• **TASK TO CARRY OUT**:
What follows is a set of records; repeat all of them exactly.

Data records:
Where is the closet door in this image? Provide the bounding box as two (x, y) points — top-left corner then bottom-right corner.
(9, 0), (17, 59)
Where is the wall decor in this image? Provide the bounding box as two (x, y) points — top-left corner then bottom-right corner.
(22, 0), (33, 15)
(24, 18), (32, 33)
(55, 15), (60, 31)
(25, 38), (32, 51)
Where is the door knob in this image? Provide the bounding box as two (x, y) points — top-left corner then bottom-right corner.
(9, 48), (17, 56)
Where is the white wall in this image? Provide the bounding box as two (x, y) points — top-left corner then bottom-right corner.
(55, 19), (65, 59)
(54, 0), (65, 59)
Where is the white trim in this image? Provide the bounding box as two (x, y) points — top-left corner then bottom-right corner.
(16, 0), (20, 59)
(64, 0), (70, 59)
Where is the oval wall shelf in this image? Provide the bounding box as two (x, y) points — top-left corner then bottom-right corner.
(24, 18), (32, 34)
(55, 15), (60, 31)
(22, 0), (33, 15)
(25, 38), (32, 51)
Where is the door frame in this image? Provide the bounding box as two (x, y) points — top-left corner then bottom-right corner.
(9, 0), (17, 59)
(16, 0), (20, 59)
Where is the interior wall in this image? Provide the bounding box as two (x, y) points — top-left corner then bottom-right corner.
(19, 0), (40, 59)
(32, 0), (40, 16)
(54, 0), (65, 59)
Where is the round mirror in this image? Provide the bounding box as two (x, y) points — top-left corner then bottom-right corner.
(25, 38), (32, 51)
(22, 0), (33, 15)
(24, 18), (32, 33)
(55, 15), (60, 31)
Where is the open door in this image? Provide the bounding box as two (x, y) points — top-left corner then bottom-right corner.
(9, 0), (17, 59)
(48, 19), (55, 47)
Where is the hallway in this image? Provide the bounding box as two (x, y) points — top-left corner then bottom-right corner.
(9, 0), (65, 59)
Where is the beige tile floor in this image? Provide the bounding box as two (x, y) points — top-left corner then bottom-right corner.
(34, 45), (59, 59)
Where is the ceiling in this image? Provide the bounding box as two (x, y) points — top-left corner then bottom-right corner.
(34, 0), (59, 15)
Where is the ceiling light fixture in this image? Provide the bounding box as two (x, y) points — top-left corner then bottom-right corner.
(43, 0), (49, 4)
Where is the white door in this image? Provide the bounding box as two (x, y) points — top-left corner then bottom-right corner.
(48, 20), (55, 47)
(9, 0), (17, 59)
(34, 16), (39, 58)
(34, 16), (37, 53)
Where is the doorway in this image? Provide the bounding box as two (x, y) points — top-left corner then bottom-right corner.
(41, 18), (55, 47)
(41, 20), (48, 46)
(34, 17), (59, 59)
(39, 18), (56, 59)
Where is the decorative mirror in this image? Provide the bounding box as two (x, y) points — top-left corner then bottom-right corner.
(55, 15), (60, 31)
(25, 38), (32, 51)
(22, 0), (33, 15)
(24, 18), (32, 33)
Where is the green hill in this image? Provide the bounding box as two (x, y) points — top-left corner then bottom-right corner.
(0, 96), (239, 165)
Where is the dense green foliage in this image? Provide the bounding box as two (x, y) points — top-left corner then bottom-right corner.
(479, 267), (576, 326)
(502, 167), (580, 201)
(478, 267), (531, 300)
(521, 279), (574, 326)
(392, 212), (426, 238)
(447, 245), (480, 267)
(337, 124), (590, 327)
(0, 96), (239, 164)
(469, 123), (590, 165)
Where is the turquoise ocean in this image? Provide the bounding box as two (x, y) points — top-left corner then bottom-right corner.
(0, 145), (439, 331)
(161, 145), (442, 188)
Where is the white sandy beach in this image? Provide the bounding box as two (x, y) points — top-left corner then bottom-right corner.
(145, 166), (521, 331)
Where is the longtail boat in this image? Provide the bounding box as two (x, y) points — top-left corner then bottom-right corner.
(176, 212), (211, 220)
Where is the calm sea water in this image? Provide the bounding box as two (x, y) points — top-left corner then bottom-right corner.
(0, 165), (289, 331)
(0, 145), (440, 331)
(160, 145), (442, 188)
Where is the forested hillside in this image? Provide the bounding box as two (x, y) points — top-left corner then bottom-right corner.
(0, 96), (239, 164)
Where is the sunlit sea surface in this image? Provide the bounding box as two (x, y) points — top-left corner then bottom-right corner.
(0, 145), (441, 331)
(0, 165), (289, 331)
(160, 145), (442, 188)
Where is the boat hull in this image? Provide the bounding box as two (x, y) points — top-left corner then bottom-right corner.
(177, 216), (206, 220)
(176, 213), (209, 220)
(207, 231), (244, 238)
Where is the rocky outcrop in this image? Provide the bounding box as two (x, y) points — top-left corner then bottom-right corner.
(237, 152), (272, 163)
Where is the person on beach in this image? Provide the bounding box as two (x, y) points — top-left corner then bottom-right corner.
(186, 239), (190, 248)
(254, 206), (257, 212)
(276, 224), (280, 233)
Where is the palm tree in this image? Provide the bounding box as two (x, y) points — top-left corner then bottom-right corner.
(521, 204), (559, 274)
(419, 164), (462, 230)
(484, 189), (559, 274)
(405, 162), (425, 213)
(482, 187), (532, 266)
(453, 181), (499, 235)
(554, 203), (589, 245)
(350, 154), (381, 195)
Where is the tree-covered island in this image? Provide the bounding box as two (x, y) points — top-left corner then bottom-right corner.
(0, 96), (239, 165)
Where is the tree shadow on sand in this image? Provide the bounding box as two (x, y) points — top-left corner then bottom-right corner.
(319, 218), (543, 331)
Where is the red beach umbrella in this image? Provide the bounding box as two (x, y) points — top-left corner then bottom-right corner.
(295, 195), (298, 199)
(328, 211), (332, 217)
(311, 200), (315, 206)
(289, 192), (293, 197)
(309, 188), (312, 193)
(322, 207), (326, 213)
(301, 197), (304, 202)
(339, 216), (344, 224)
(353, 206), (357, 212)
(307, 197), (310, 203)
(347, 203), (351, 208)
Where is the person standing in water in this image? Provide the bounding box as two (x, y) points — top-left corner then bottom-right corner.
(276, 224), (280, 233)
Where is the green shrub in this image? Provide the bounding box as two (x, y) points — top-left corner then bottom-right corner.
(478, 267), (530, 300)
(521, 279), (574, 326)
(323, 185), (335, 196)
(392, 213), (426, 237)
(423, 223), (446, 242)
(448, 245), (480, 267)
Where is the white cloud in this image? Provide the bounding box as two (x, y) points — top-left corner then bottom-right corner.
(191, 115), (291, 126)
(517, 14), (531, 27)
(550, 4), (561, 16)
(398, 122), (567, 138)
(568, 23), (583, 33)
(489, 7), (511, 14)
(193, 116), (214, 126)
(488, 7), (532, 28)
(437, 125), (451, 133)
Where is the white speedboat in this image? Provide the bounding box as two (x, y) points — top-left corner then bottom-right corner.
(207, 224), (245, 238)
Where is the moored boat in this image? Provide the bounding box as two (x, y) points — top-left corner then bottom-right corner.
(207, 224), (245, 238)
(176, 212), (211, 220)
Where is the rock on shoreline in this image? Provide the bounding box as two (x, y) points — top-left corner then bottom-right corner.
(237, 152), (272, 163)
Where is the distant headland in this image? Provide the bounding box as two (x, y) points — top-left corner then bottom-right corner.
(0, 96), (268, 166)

• **WRITTEN SOLUTION**:
Where is the closet door in this image? Provide the bounding box as two (x, y) points — top-left corner then bottom-right corner.
(9, 0), (17, 59)
Where is the wall decor in this image? Provide the bounding box as two (x, y) points — top-left corner then bottom-right corner.
(22, 0), (33, 15)
(24, 18), (32, 33)
(55, 15), (60, 31)
(25, 38), (32, 51)
Where is the door knob in this image? Provide the bounding box as two (x, y) points — top-left corner then bottom-right corner.
(9, 48), (17, 56)
Where is the white wall in this image? Provide the bounding box as two (x, y) points — top-left corner then bottom-right corner.
(55, 19), (65, 59)
(54, 0), (65, 59)
Where is the white trim in this image? Provide the bounding box as two (x, y) points — top-left corner then bottom-right corner.
(16, 0), (20, 59)
(64, 0), (70, 59)
Where is the oval wall shelf in this image? Provide the bounding box as two (x, y) points — top-left corner then bottom-right corner.
(24, 18), (32, 34)
(55, 15), (60, 31)
(22, 0), (33, 15)
(25, 38), (32, 51)
Where is the door frame in this image? Provide the bounding box as two (x, y) points — top-left corner then bottom-right corner.
(9, 0), (17, 59)
(16, 0), (20, 59)
Where is the interior wall in this image? Provide the bounding box as two (x, y) points — top-left corner then bottom-right corner.
(19, 0), (40, 59)
(32, 0), (40, 16)
(54, 0), (65, 59)
Where is the round mirror in this image? Provide the bounding box as two (x, y) points — top-left corner then bottom-right corner.
(25, 38), (32, 51)
(22, 0), (33, 15)
(24, 18), (32, 33)
(55, 15), (60, 31)
Where is the open door in this image? Provide the bounding box as two (x, y) points — top-left corner then bottom-right corner.
(9, 0), (17, 59)
(48, 19), (55, 47)
Where is the hallway in this image? Provide the bounding box as two (x, y) points — top-left corner then bottom-right corner.
(9, 0), (65, 59)
Where is the beige tile floor in this image? Provide the bounding box as two (x, y) points — top-left corner then bottom-right corner.
(34, 45), (59, 59)
Where is the ceiling in this image? Provide the bounding box as two (x, y) points — top-left corner then bottom-right corner.
(34, 0), (59, 15)
Where is the ceiling light fixture in this image? Provide the bounding box as two (x, y) points — top-left corner then bottom-right corner.
(43, 0), (49, 4)
Where is the white door in this image? Provide the bounding box as two (x, y) points — top-left corner then bottom-right corner.
(48, 20), (55, 47)
(9, 0), (17, 59)
(34, 16), (39, 58)
(34, 16), (37, 53)
Where is the doorway in this image? Provide the bounding box as two (x, y) points — top-left corner then bottom-right corner.
(41, 18), (55, 47)
(41, 20), (48, 46)
(34, 17), (59, 59)
(39, 18), (56, 59)
Where is the decorative mirror in this image? Provide the bounding box as two (x, y) points — top-left corner then bottom-right corner.
(55, 15), (60, 31)
(25, 38), (32, 51)
(22, 0), (33, 15)
(24, 18), (32, 33)
Where is the green hill in this image? Provide the bounding box as two (x, y) points — top-left corner then bottom-right corner.
(0, 96), (239, 165)
Where is the dense green foliage in this image? Provide the bounding box as two (x, y) points — top-left corner then bottom-right corner.
(479, 267), (576, 326)
(502, 167), (580, 201)
(478, 267), (531, 300)
(521, 279), (574, 326)
(392, 212), (426, 238)
(447, 245), (480, 267)
(337, 124), (590, 327)
(0, 96), (239, 164)
(469, 123), (590, 165)
Where is the turquoise ocean in this image? Provide the bounding box as two (x, y) points — top-left corner then bottom-right corner.
(0, 145), (439, 331)
(161, 145), (442, 188)
Where is the white sandy beach in this image? Provide the bounding box as two (x, y) points — top-left corner then bottom-right corner.
(145, 166), (521, 331)
Where is the longtail boat in this image? Provide the bounding box as two (x, y) points — top-left corner then bottom-right corner.
(176, 212), (211, 220)
Where is the calm sea water in this image? Provide the bounding box as two (x, y) points — top-left corner then bottom-right corner.
(0, 165), (289, 331)
(0, 145), (440, 331)
(160, 145), (442, 188)
Where is the forested hillside in this image? Provide the bounding box as two (x, y) points — top-left corner then bottom-right corner.
(0, 96), (239, 164)
Where is the sunlit sea surface in this image? Provide the bounding box as two (x, y) points — top-left corner then bottom-right corner.
(0, 145), (441, 331)
(0, 165), (289, 331)
(160, 145), (442, 188)
Where is the boat hull in this image? Provide the bounding box as two (x, y) points — top-left corner then bottom-right corner.
(177, 216), (206, 220)
(176, 213), (209, 220)
(207, 231), (244, 238)
Where is the rocky outcrop in this image? Provide the bounding box as two (x, y) points — top-left corner then bottom-right corner.
(237, 152), (272, 163)
Where is the person on beach in this image? Provide the bounding box as two (x, y) points — top-left corner then bottom-right corner.
(186, 239), (190, 248)
(254, 206), (257, 212)
(276, 224), (280, 233)
Where is the palm tree in this image? Provide the bounding box as two (x, y) points — top-left corner then bottom-right corner.
(521, 204), (559, 274)
(419, 164), (462, 230)
(484, 189), (559, 274)
(405, 162), (425, 213)
(482, 187), (532, 266)
(453, 181), (499, 235)
(554, 203), (589, 245)
(350, 154), (381, 195)
Where is the tree-covered island in this image? Provide the bounding box as two (x, y) points — top-left corner then bottom-right corner.
(0, 96), (239, 165)
Where is the tree shadow on sand in this image? Provide the bounding box as two (x, y) points — top-left corner then bottom-right corner.
(319, 218), (543, 331)
Where is the red beach umbrella in this image? Provide the bounding box as two (x, y) points — top-left corner then bottom-right corner.
(295, 195), (298, 199)
(328, 211), (332, 217)
(311, 200), (315, 206)
(289, 192), (293, 197)
(309, 188), (312, 193)
(322, 207), (326, 213)
(301, 197), (304, 202)
(339, 216), (344, 224)
(353, 206), (357, 212)
(307, 197), (310, 203)
(347, 203), (351, 208)
Where is the person standing in water in this image? Provide the bounding box as two (x, y) points — top-left corner then bottom-right corner.
(276, 224), (280, 233)
Where is the green shrub in this image? Provide the bounding box as two (x, y) points — top-left corner then bottom-right corner.
(478, 267), (530, 300)
(521, 279), (574, 326)
(323, 185), (335, 196)
(392, 213), (426, 237)
(423, 223), (446, 242)
(448, 245), (480, 267)
Where is the white cloud in this image? Provide the bounding box as two (x, y) points — top-left corner then bottom-right corner.
(191, 115), (291, 126)
(517, 14), (531, 27)
(550, 4), (561, 16)
(398, 122), (567, 138)
(568, 23), (583, 33)
(489, 7), (511, 14)
(193, 116), (214, 126)
(488, 7), (532, 28)
(437, 125), (451, 133)
Where is the white speedboat in this image? Provide the bounding box as two (x, y) points — top-left corner then bottom-right corner.
(207, 224), (245, 238)
Where is the moored boat in this image? Provide the bounding box as two (x, y) points — top-left corner then bottom-right corner.
(207, 224), (245, 238)
(176, 212), (211, 220)
Where is the rock on shoreline in this image? Provide the bounding box as two (x, y) points — top-left corner then bottom-right corner.
(237, 152), (272, 163)
Where is the distant headland in this image? Provide the bounding box as two (x, y) points — top-left corner then bottom-right corner.
(0, 96), (268, 166)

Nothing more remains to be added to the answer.